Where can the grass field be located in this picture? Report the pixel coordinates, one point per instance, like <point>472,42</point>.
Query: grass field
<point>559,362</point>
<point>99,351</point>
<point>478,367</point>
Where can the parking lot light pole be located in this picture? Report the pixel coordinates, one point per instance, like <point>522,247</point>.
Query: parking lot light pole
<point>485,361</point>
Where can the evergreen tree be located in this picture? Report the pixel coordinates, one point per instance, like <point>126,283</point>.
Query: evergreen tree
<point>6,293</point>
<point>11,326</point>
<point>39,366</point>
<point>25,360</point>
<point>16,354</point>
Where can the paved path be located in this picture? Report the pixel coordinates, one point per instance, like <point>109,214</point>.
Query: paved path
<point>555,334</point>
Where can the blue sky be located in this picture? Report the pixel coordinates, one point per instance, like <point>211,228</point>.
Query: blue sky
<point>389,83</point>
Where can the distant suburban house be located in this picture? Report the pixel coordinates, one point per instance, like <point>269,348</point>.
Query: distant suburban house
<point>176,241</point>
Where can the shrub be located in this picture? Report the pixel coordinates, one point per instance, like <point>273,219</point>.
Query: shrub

» **Instructions to follow**: Only the lines from the one containing "Where can the evergreen" through the last line of the records above are to be reproduced, exactly and with both ends included.

» **Written response**:
Where can the evergreen tree be located in this picture? Report the pixel coordinates, one point per instance, like <point>126,283</point>.
Query: evergreen tree
<point>6,293</point>
<point>11,326</point>
<point>39,366</point>
<point>25,360</point>
<point>16,354</point>
Where can the paved path be located in this picture? Report the pixel coordinates, one point per instance, like <point>109,214</point>.
Query: paved path
<point>555,334</point>
Where can the blue sky be located in this picture? Report the pixel coordinates, one point per instance, like <point>211,228</point>.
Query: blue sky
<point>389,83</point>
Where can the distant suburban house be located in this picture? Report the pixel coordinates, one point per instance, like <point>269,348</point>.
Query: distant suburban house
<point>176,241</point>
Where can the shrub be located in this picture? Report the pixel coordinates, one point per instance, like <point>273,219</point>.
Query: shrub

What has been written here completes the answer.